Extracted data |
(begin)

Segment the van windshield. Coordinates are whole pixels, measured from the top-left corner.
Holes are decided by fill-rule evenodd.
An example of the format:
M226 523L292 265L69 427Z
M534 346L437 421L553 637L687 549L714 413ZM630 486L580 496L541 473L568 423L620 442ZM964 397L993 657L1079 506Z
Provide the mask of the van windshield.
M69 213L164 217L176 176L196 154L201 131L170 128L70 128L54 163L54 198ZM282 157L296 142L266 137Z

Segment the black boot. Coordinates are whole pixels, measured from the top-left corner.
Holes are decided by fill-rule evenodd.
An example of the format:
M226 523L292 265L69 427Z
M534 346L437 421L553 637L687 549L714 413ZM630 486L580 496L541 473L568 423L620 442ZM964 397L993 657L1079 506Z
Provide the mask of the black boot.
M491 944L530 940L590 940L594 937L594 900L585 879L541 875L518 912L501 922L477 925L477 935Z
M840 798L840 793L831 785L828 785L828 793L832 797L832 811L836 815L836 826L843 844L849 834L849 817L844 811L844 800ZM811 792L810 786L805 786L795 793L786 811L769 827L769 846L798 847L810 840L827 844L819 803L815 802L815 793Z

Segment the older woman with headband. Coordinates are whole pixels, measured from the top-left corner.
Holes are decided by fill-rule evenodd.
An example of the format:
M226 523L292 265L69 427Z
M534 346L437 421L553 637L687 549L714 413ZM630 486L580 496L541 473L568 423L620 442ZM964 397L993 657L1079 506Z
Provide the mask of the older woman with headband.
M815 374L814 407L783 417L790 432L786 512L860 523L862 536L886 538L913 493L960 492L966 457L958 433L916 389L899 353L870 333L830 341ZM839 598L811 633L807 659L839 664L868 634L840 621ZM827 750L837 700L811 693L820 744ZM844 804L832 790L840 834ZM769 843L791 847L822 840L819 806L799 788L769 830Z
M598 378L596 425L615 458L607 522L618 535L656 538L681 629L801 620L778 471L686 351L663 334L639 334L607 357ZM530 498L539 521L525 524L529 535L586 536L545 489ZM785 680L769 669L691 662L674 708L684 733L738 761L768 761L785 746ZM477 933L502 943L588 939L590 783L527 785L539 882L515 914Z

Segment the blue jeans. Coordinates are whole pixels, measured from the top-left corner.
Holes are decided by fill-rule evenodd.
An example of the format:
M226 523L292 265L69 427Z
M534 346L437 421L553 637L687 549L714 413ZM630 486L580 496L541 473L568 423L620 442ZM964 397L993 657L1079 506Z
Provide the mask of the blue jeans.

(end)

Task | Rewrite all of the material above, putting "upper-left corner" wherever "top-left corner" appears and leaving everything else untouched.

Worked solution |
Segment the van windshield. Coordinates are whole pixels, measured from the upper-left corner.
Holes are decided by fill-rule evenodd.
An example of the format:
M226 523L292 265L69 427Z
M534 346L437 421L553 637L687 549L714 413ZM630 486L580 496L541 473L568 423L620 442ZM964 397L993 657L1079 506Z
Provide the mask of the van windshield.
M69 213L164 217L176 176L196 154L201 131L170 128L70 128L54 163L54 198ZM282 157L296 142L266 137Z

Segment the black boot. Coordinates are whole pixels, measured from the upper-left corner.
Holes are decided by fill-rule evenodd.
An example of the format:
M226 523L292 265L69 427Z
M534 346L437 421L553 637L687 549L714 413ZM630 486L580 496L541 473L568 423L620 442ZM964 397L993 657L1079 506Z
Provide the mask of the black boot.
M491 944L530 940L590 940L594 937L594 900L585 879L541 875L518 912L501 922L477 925L477 935Z
M840 798L840 793L831 785L828 785L828 793L832 797L832 811L836 815L836 826L843 844L849 834L849 817L844 811L844 800ZM811 792L810 786L805 786L795 793L786 811L769 827L769 846L798 847L810 840L827 844L819 803L815 802L815 793Z

Segment the older woman with headband. Coordinates are whole pixels, measured from the upper-left corner.
Holes are decided by fill-rule evenodd.
An example of the format:
M226 523L292 265L69 427Z
M534 346L437 421L553 637L687 549L714 413ZM630 486L580 496L541 473L568 423L620 442ZM964 397L993 657L1079 506Z
Provide the mask of the older woman with headband.
M815 374L814 407L783 417L790 432L786 512L860 523L862 536L886 538L913 493L960 492L966 457L958 433L916 389L899 353L870 333L830 341ZM839 598L811 633L807 659L839 664L868 634L840 621ZM827 750L837 700L811 693L820 744ZM844 804L832 790L840 834ZM769 843L791 847L822 840L819 806L799 788L769 830Z
M598 378L596 425L615 458L607 522L618 535L656 538L681 629L801 620L778 471L686 351L663 334L639 334L607 357ZM530 498L539 521L525 524L529 535L586 536L545 489ZM785 680L769 669L691 662L674 708L684 733L738 761L768 761L785 746ZM477 933L502 943L588 939L590 783L527 785L539 882L515 914Z

Segment the blue jeans. Coordinates are whole pixels, measured from the upper-left corner.
Holes are decided by fill-rule evenodd.
An example of the format:
M226 523L292 265L69 427Z
M534 346L437 421L553 637L687 549L714 413ZM630 486L580 496L541 473L568 423L620 442ZM964 397L993 657L1079 506Z
Provide the mask of the blue jeans.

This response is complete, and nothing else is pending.